#### DATA FOR THIS EXERCISE

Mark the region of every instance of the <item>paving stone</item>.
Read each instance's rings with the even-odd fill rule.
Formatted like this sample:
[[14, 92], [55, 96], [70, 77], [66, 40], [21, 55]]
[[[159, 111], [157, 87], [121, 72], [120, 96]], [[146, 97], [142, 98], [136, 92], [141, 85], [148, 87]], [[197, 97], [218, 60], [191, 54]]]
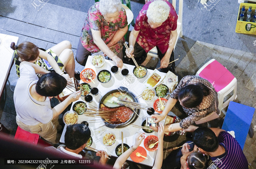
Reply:
[[243, 71], [245, 69], [248, 64], [246, 63], [241, 60], [239, 60], [236, 66], [237, 67], [237, 69]]
[[229, 58], [229, 60], [236, 63], [237, 63], [245, 52], [243, 51], [235, 50], [232, 55]]
[[249, 63], [253, 58], [253, 56], [250, 54], [250, 53], [245, 52], [241, 58], [241, 60], [246, 63]]
[[201, 51], [198, 53], [198, 54], [200, 55], [204, 55], [207, 57], [212, 53], [212, 49], [211, 49], [205, 46], [203, 47]]
[[246, 83], [245, 87], [252, 91], [254, 90], [256, 88], [256, 73], [254, 73]]
[[205, 46], [212, 50], [215, 47], [215, 45], [213, 44], [211, 44], [208, 43], [206, 43]]

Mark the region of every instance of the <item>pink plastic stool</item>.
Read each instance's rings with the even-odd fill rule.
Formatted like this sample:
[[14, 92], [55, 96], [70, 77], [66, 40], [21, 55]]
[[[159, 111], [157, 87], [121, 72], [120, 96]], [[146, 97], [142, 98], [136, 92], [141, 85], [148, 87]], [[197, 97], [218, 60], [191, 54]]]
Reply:
[[[230, 101], [236, 98], [236, 79], [215, 59], [212, 59], [205, 64], [196, 75], [208, 80], [213, 86], [218, 93], [218, 108], [221, 111]], [[225, 97], [227, 98], [224, 101]]]

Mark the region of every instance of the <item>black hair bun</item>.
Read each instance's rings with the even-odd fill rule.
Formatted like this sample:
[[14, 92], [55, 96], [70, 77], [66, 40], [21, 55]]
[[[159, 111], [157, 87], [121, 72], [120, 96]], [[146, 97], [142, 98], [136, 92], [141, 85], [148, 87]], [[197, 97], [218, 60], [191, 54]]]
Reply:
[[12, 49], [14, 50], [15, 50], [18, 49], [18, 46], [16, 45], [15, 45], [15, 43], [13, 42], [12, 42], [12, 43], [11, 43], [10, 47], [11, 48], [11, 49]]

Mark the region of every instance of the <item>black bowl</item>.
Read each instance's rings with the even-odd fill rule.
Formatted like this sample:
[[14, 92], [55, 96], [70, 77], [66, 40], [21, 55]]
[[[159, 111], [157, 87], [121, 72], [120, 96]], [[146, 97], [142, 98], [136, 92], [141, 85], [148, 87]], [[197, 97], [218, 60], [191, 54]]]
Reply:
[[86, 95], [84, 95], [83, 94], [82, 94], [82, 93], [81, 93], [81, 96], [87, 96], [88, 94], [90, 94], [90, 93], [91, 92], [91, 89], [92, 89], [92, 87], [91, 87], [91, 86], [90, 86], [90, 85], [87, 83], [81, 83], [81, 85], [84, 85], [84, 84], [88, 84], [89, 85], [89, 88], [90, 88], [90, 91]]
[[[123, 146], [124, 147], [125, 146], [127, 147], [128, 148], [128, 149], [130, 148], [130, 147], [129, 146], [129, 145], [128, 145], [124, 143], [123, 143]], [[119, 157], [119, 156], [120, 156], [120, 155], [119, 155], [117, 154], [117, 152], [118, 152], [118, 148], [119, 148], [119, 147], [122, 147], [122, 144], [119, 144], [119, 145], [117, 145], [117, 146], [116, 148], [115, 148], [115, 154], [116, 154], [116, 155], [117, 156], [117, 157]], [[121, 148], [121, 149], [122, 148]], [[128, 149], [127, 150], [128, 150]]]
[[157, 94], [157, 93], [156, 92], [156, 88], [157, 88], [158, 87], [159, 87], [159, 86], [161, 86], [161, 85], [163, 85], [164, 86], [165, 86], [167, 88], [167, 93], [166, 93], [166, 94], [164, 96], [160, 96], [160, 98], [164, 98], [164, 97], [165, 97], [165, 96], [167, 96], [167, 95], [168, 95], [168, 94], [169, 94], [169, 88], [168, 88], [168, 87], [167, 87], [167, 86], [166, 86], [165, 84], [160, 84], [159, 86], [158, 86], [158, 87], [156, 87], [156, 88], [155, 88], [155, 91], [156, 91], [156, 95], [158, 97], [158, 95]]
[[143, 78], [143, 77], [144, 77], [146, 76], [147, 73], [148, 73], [148, 69], [147, 69], [147, 68], [146, 67], [146, 66], [143, 66], [143, 65], [138, 65], [138, 66], [141, 66], [142, 67], [143, 67], [145, 68], [146, 69], [146, 74], [145, 75], [145, 76], [143, 76], [143, 77], [137, 77], [137, 76], [136, 76], [136, 75], [135, 75], [135, 73], [134, 73], [134, 71], [135, 71], [135, 69], [137, 67], [136, 66], [135, 66], [135, 67], [134, 67], [134, 68], [133, 69], [133, 74], [135, 76], [136, 76], [137, 78], [139, 78], [139, 79]]
[[[107, 82], [102, 82], [101, 81], [100, 81], [100, 79], [99, 78], [99, 76], [100, 75], [100, 73], [101, 73], [102, 72], [103, 72], [103, 71], [106, 71], [106, 72], [107, 72], [108, 73], [110, 74], [110, 78], [109, 79], [109, 80], [108, 80], [108, 81]], [[98, 75], [97, 75], [97, 79], [98, 79], [98, 80], [100, 82], [101, 82], [101, 83], [107, 83], [107, 82], [108, 82], [109, 81], [110, 81], [110, 79], [111, 79], [111, 76], [111, 76], [111, 73], [110, 73], [110, 72], [108, 70], [103, 70], [100, 71], [100, 72], [99, 72], [99, 73], [98, 73]]]
[[[142, 122], [142, 124], [141, 124], [141, 126], [143, 126], [143, 127], [144, 127], [145, 126], [144, 126], [144, 125], [145, 125], [145, 124], [146, 124], [146, 120], [145, 120], [144, 121], [143, 121]], [[153, 132], [154, 132], [154, 130], [151, 130], [150, 128], [148, 128], [148, 130], [152, 130], [152, 131], [151, 131], [151, 132], [148, 131], [144, 129], [143, 129], [143, 128], [142, 129], [142, 130], [143, 130], [144, 132], [146, 132], [146, 133], [152, 133]]]
[[[79, 102], [76, 102], [75, 103], [75, 104], [74, 104], [74, 105], [73, 105], [73, 107], [72, 108], [72, 109], [73, 110], [73, 111], [76, 111], [75, 110], [75, 107], [77, 105], [77, 104], [79, 104], [79, 103], [83, 103], [85, 105], [85, 107], [87, 107], [87, 106], [86, 105], [86, 104], [85, 103], [84, 103], [83, 102], [82, 102], [82, 101], [79, 101]], [[86, 110], [85, 110], [85, 111], [86, 111]], [[77, 112], [76, 111], [76, 112]], [[82, 115], [84, 113], [82, 113], [82, 114], [80, 114], [80, 113], [78, 113], [78, 112], [77, 112], [77, 114], [78, 114], [79, 115]]]

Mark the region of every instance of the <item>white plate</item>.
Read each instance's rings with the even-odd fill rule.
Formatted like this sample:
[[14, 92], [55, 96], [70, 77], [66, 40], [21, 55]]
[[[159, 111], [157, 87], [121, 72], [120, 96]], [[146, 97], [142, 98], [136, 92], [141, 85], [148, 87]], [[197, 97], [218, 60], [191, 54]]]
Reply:
[[147, 82], [148, 82], [148, 79], [151, 77], [152, 75], [153, 75], [153, 74], [154, 73], [156, 73], [158, 75], [160, 76], [161, 78], [160, 78], [160, 79], [159, 79], [159, 81], [155, 85], [155, 86], [157, 85], [158, 84], [159, 84], [161, 82], [163, 81], [163, 80], [164, 79], [164, 78], [165, 77], [165, 76], [164, 75], [161, 75], [162, 74], [162, 73], [161, 73], [160, 71], [158, 71], [157, 69], [155, 69], [155, 70], [154, 70], [154, 71], [153, 71], [152, 73], [151, 73], [150, 75], [149, 75], [149, 76], [148, 76], [148, 77], [145, 81], [143, 82], [143, 84], [145, 85], [146, 86], [151, 86], [149, 84], [148, 84]]

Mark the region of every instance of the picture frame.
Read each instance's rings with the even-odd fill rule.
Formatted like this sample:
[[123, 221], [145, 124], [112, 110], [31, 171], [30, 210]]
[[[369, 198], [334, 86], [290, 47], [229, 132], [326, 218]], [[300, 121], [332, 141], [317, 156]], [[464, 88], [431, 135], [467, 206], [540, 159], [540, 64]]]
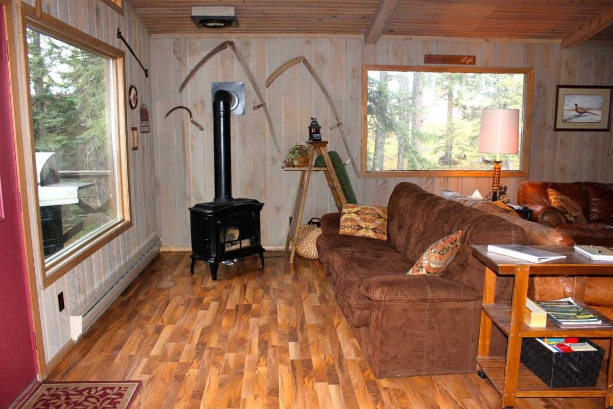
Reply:
[[604, 85], [558, 85], [554, 130], [608, 131], [612, 90]]

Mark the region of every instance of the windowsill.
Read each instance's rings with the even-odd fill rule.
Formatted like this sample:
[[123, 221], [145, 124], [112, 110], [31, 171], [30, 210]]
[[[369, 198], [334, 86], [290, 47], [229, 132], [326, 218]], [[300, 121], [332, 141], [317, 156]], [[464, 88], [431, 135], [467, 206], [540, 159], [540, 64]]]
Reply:
[[[527, 177], [525, 170], [503, 170], [503, 178]], [[362, 170], [364, 178], [390, 177], [492, 177], [492, 170]]]
[[56, 281], [131, 227], [131, 221], [119, 220], [82, 242], [78, 247], [67, 251], [58, 259], [45, 264], [43, 272], [43, 288]]

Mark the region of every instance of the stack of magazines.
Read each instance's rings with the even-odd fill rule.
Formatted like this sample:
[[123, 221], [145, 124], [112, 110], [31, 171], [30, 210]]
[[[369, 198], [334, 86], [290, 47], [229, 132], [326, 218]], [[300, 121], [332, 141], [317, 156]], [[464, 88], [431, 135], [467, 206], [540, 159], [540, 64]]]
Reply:
[[577, 305], [568, 297], [553, 301], [537, 301], [539, 307], [547, 312], [556, 324], [562, 327], [581, 326], [610, 327], [609, 323], [603, 321], [589, 311]]

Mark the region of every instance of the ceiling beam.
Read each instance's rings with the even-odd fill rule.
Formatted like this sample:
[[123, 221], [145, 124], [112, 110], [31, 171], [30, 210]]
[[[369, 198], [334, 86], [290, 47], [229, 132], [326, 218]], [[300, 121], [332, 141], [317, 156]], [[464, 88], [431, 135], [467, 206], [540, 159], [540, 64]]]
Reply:
[[581, 25], [562, 39], [560, 48], [572, 48], [598, 34], [613, 23], [613, 6], [609, 6], [600, 14]]
[[376, 44], [399, 0], [381, 0], [364, 33], [364, 42]]

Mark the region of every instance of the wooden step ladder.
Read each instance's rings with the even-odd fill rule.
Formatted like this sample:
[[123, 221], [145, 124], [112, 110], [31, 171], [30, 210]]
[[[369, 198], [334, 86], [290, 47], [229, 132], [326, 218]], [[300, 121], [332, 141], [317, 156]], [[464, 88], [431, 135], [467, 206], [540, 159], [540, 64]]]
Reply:
[[[311, 173], [313, 172], [322, 171], [326, 175], [326, 179], [328, 181], [328, 186], [330, 191], [332, 193], [332, 197], [334, 198], [334, 203], [337, 205], [337, 208], [340, 212], [343, 209], [343, 206], [347, 204], [347, 199], [345, 198], [345, 193], [341, 188], [338, 178], [337, 177], [337, 172], [332, 166], [332, 161], [328, 155], [328, 150], [326, 146], [328, 145], [327, 141], [322, 140], [318, 142], [307, 142], [306, 153], [308, 155], [308, 164], [306, 167], [284, 167], [284, 170], [300, 170], [300, 184], [298, 186], [298, 191], [296, 193], [296, 202], [294, 204], [294, 210], [292, 212], [292, 221], [289, 225], [289, 231], [287, 232], [287, 240], [285, 243], [285, 251], [289, 250], [289, 244], [292, 244], [292, 252], [289, 255], [289, 262], [294, 262], [294, 256], [296, 253], [296, 239], [298, 237], [298, 229], [302, 225], [302, 214], [304, 213], [305, 203], [306, 202], [306, 194], [308, 192], [309, 181], [311, 180]], [[325, 167], [313, 167], [313, 163], [315, 161], [316, 154], [324, 157], [326, 162]]]

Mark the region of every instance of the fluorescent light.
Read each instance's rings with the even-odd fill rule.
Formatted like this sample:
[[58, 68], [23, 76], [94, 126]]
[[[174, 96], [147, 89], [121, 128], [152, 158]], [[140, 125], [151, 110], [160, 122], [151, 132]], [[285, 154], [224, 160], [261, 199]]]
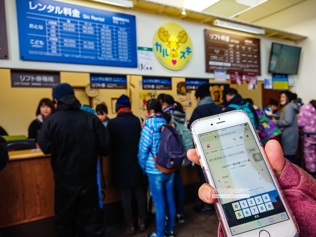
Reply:
[[216, 26], [224, 27], [234, 30], [240, 30], [242, 31], [246, 31], [254, 34], [264, 34], [265, 33], [265, 31], [264, 30], [236, 23], [233, 23], [232, 22], [226, 21], [218, 19], [214, 21], [213, 22], [213, 25]]
[[133, 7], [133, 2], [129, 0], [90, 0], [94, 2], [105, 3], [111, 5], [118, 6], [123, 7], [131, 8]]

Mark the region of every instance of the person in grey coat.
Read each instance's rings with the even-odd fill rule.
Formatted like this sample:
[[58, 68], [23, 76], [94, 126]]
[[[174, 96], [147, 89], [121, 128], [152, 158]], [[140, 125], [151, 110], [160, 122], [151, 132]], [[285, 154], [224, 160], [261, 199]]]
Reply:
[[296, 94], [290, 91], [282, 91], [280, 94], [280, 103], [283, 107], [280, 119], [274, 122], [282, 132], [281, 146], [284, 156], [295, 164], [295, 154], [298, 146], [299, 131], [296, 115], [301, 105], [300, 99]]

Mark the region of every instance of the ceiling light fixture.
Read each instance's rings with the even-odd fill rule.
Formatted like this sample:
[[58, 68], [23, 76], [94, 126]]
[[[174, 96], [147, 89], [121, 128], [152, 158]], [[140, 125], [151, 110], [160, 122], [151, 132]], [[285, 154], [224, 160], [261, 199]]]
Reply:
[[216, 26], [221, 27], [224, 27], [229, 29], [232, 29], [234, 30], [240, 30], [242, 31], [245, 31], [246, 32], [252, 33], [254, 34], [264, 34], [265, 31], [261, 29], [252, 27], [251, 26], [248, 26], [244, 25], [233, 23], [232, 22], [226, 21], [225, 21], [220, 20], [217, 19], [213, 22], [213, 25]]
[[133, 7], [133, 1], [130, 0], [90, 0], [90, 1], [123, 7]]

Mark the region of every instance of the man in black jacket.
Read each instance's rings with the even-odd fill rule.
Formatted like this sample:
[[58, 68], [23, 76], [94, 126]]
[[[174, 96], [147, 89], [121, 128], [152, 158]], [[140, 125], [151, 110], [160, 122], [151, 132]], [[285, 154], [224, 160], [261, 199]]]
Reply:
[[97, 166], [98, 155], [107, 155], [107, 131], [97, 116], [80, 109], [70, 85], [58, 85], [52, 96], [57, 112], [44, 121], [38, 142], [45, 154], [51, 154], [57, 236], [100, 236], [103, 217]]
[[[199, 86], [195, 91], [195, 98], [198, 101], [198, 106], [194, 109], [188, 124], [190, 129], [191, 124], [195, 120], [204, 117], [214, 115], [223, 112], [219, 106], [214, 103], [214, 100], [211, 95], [210, 84], [204, 83]], [[199, 166], [196, 166], [201, 184], [206, 183], [203, 171]], [[197, 212], [211, 214], [214, 212], [214, 205], [203, 203], [194, 207], [193, 210]]]
[[188, 124], [189, 129], [192, 123], [198, 118], [223, 112], [219, 106], [214, 103], [210, 91], [210, 84], [204, 83], [199, 86], [195, 91], [195, 95], [198, 101], [198, 106], [193, 110]]
[[139, 229], [141, 232], [146, 229], [146, 201], [142, 185], [143, 176], [137, 157], [142, 121], [133, 114], [131, 106], [128, 97], [121, 96], [115, 106], [117, 116], [107, 125], [112, 184], [121, 190], [126, 233], [129, 234], [135, 233], [135, 230], [132, 211], [133, 193], [138, 204]]
[[229, 88], [226, 92], [226, 99], [228, 104], [228, 106], [225, 109], [224, 112], [233, 111], [236, 109], [236, 107], [232, 105], [237, 106], [237, 107], [242, 106], [244, 106], [248, 107], [248, 109], [244, 109], [243, 110], [248, 113], [252, 120], [255, 127], [257, 127], [258, 125], [258, 116], [257, 112], [253, 108], [252, 103], [248, 102], [248, 105], [246, 103], [247, 101], [246, 100], [242, 98], [241, 96], [238, 94], [237, 90], [234, 88]]

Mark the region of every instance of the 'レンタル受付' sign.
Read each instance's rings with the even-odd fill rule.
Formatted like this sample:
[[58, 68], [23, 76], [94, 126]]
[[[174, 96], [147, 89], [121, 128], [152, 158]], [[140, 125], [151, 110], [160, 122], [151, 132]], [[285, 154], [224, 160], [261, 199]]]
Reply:
[[143, 77], [143, 88], [144, 90], [172, 90], [171, 77]]
[[60, 83], [59, 72], [11, 70], [11, 87], [54, 88]]
[[194, 90], [198, 87], [204, 83], [209, 83], [208, 79], [195, 79], [185, 78], [185, 89], [187, 90]]
[[16, 0], [22, 60], [137, 67], [135, 16], [52, 0]]
[[91, 88], [127, 89], [127, 79], [125, 75], [91, 74]]
[[260, 40], [205, 29], [207, 72], [223, 70], [261, 75]]

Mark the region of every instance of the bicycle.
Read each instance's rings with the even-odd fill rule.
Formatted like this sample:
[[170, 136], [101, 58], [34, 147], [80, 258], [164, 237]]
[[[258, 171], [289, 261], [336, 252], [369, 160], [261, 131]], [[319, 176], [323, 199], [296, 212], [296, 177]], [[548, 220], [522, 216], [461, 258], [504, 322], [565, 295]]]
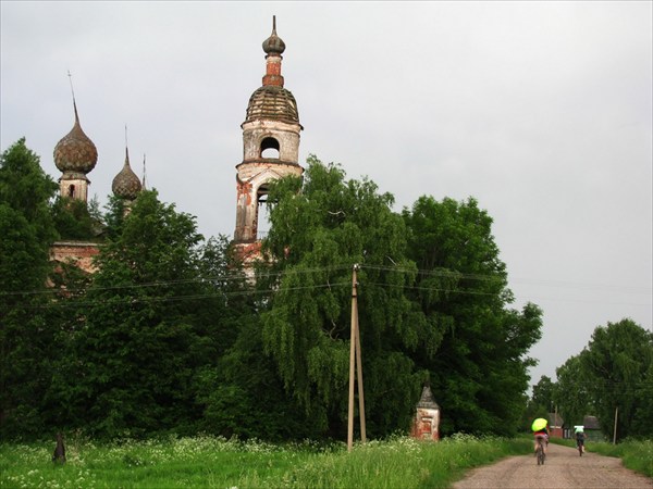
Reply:
[[535, 459], [538, 459], [538, 465], [544, 465], [546, 453], [544, 453], [544, 438], [538, 437], [538, 449], [535, 450]]

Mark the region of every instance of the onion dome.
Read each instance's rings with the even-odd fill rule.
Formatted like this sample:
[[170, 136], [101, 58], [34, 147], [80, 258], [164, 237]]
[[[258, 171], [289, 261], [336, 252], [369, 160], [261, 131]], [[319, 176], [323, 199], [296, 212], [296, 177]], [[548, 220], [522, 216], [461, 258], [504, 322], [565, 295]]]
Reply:
[[275, 85], [258, 88], [249, 98], [245, 122], [261, 118], [299, 124], [297, 102], [293, 93]]
[[283, 88], [281, 75], [281, 53], [285, 43], [276, 36], [276, 17], [272, 17], [272, 35], [263, 41], [266, 57], [266, 76], [263, 85], [249, 98], [245, 123], [268, 120], [288, 124], [299, 124], [297, 102], [293, 93]]
[[140, 192], [140, 180], [130, 166], [130, 151], [125, 148], [125, 164], [120, 173], [115, 175], [115, 178], [113, 178], [111, 190], [115, 197], [134, 200], [138, 196], [138, 192]]
[[79, 125], [77, 105], [75, 109], [75, 125], [54, 147], [54, 164], [64, 173], [87, 174], [98, 162], [98, 150], [93, 141], [84, 134]]
[[266, 54], [280, 55], [285, 51], [285, 42], [276, 35], [276, 16], [272, 16], [272, 34], [263, 41]]

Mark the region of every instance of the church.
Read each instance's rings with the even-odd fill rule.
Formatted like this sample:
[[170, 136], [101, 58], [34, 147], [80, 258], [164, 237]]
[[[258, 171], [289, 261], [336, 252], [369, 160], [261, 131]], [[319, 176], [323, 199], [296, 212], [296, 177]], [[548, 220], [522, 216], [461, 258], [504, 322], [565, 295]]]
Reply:
[[[259, 256], [259, 209], [264, 204], [270, 183], [304, 173], [299, 164], [299, 137], [304, 129], [299, 123], [297, 102], [284, 87], [281, 65], [285, 43], [276, 34], [276, 18], [272, 17], [272, 34], [262, 43], [266, 53], [266, 74], [247, 104], [243, 129], [243, 161], [236, 165], [236, 224], [233, 243], [245, 264]], [[88, 174], [98, 161], [93, 140], [82, 129], [77, 105], [73, 95], [75, 122], [71, 131], [54, 147], [54, 163], [62, 173], [59, 191], [63, 198], [87, 202]], [[145, 188], [132, 170], [130, 150], [125, 143], [125, 161], [113, 178], [113, 195], [128, 209]], [[98, 243], [58, 241], [52, 246], [52, 260], [75, 264], [86, 272], [94, 272], [93, 256], [98, 254]]]

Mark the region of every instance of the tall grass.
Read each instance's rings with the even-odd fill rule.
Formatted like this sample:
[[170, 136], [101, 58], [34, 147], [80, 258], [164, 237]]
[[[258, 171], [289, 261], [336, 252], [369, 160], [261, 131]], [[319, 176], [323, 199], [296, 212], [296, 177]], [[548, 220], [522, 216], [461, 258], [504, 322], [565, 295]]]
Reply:
[[653, 440], [625, 440], [617, 444], [592, 442], [587, 444], [587, 449], [602, 455], [618, 456], [626, 467], [653, 477]]
[[171, 437], [99, 444], [72, 439], [65, 465], [53, 442], [0, 444], [4, 488], [422, 488], [447, 487], [472, 466], [531, 441], [455, 436], [440, 443], [406, 437], [357, 444], [274, 446], [220, 437]]

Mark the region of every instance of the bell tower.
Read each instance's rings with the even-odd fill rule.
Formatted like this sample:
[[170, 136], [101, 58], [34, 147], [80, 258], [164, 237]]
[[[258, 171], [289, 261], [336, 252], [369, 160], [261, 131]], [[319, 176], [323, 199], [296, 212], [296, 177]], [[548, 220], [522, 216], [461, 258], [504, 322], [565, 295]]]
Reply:
[[[299, 124], [295, 97], [283, 86], [282, 53], [285, 43], [272, 34], [263, 41], [266, 75], [263, 84], [249, 98], [243, 129], [243, 162], [236, 166], [236, 229], [234, 242], [241, 251], [257, 253], [259, 209], [264, 204], [269, 184], [288, 175], [301, 176]], [[256, 248], [256, 249], [255, 249]]]

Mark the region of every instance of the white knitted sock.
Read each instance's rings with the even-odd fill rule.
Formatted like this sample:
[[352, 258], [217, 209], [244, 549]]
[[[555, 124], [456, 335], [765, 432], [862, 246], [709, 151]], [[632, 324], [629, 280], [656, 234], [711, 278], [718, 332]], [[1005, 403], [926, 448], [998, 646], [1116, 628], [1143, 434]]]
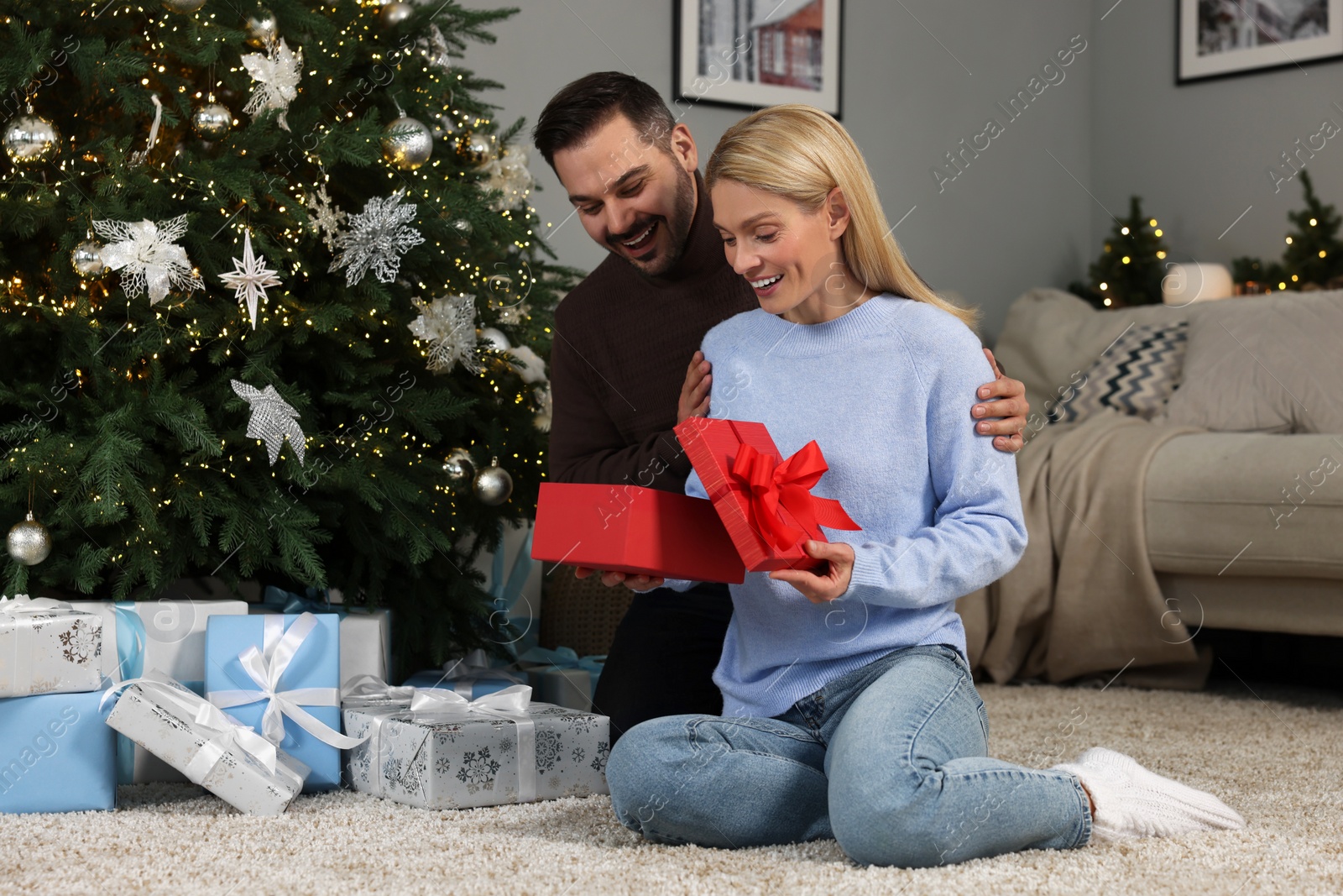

########

**DIRECTION**
Locate every line in the outline records above that contains the string "ceiling", and copy each one.

**RESPONSE TO THIS EXERCISE**
Mark the region of every instance of the ceiling beam.
Mark the region of every instance of the ceiling light fixture.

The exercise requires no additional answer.